The request: Every line from the line containing "For every instance of the foreground" through the final line of the data is to be printed exactly; no other line is to appear.

Source data:

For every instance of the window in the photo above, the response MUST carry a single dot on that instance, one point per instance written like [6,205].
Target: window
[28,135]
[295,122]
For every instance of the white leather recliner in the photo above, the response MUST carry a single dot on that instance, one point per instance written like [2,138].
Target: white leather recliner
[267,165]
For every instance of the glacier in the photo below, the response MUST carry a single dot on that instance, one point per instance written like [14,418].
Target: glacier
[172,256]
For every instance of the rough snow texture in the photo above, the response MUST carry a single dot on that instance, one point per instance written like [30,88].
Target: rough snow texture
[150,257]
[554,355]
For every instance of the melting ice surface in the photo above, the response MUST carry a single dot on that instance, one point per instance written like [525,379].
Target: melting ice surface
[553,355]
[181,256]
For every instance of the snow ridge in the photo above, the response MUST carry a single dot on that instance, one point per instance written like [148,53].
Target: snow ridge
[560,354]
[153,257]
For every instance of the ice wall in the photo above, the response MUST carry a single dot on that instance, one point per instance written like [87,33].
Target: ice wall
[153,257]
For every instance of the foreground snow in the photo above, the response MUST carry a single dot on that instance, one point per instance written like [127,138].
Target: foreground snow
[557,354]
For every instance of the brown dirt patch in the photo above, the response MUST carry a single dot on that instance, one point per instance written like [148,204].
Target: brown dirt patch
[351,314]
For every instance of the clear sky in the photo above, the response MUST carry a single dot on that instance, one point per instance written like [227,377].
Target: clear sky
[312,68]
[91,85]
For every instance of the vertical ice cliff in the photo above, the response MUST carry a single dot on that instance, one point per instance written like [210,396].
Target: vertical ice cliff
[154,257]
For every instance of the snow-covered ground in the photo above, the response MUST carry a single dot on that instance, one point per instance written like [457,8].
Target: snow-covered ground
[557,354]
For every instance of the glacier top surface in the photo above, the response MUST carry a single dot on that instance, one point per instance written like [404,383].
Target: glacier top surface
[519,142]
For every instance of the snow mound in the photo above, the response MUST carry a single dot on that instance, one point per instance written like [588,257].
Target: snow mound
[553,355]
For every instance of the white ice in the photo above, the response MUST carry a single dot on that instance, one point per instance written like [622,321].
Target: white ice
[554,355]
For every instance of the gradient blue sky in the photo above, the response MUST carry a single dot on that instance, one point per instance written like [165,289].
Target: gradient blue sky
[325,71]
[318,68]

Expected output:
For every instance of the foreground snow in the photo above, the response MUST carry a single dot on that instance, one point per instance written like [127,138].
Target: foreground snow
[557,354]
For every instance of the brown dirt patch in the photo above, the response MUST carry a single dot on that instance, one point per instance written like [148,204].
Target: brown dirt patch
[351,314]
For every instance of the clear sky in the photo above, the response MUST carry a single dot on that instance, one point per instance written like [227,377].
Target: clear sky
[312,68]
[91,85]
For every instance of the vertical ice cliff in the photo above, the response MUST carry a single dot on that instance, one point per instance written like [210,396].
Target: vertical ice cliff
[154,257]
For every instance of the snow-covered ground in the photo above, the response MUST carry a single dot on that instance, one point per instance written like [457,8].
Target: snow-covered ground
[557,354]
For every instance of the glacier top surface in the photo above, the response MUST carry a single dot on that instance, one point per instance written like [404,383].
Target: glacier top surface
[519,142]
For every instance of the snow mound in the photo above, the response MUST carry a single dot on that instance, one point per instance written like [588,257].
Target: snow mound
[553,355]
For every instance of the white ice in the photo above, the response MUST carry a single dot on that instance, one point per instance written like [622,321].
Target: white ice
[554,355]
For every instance of the gradient blue sky in the photo above, the response MUST carry a single dot on that instance, one point per instance written like [165,289].
Target: gradient blue sky
[325,71]
[318,68]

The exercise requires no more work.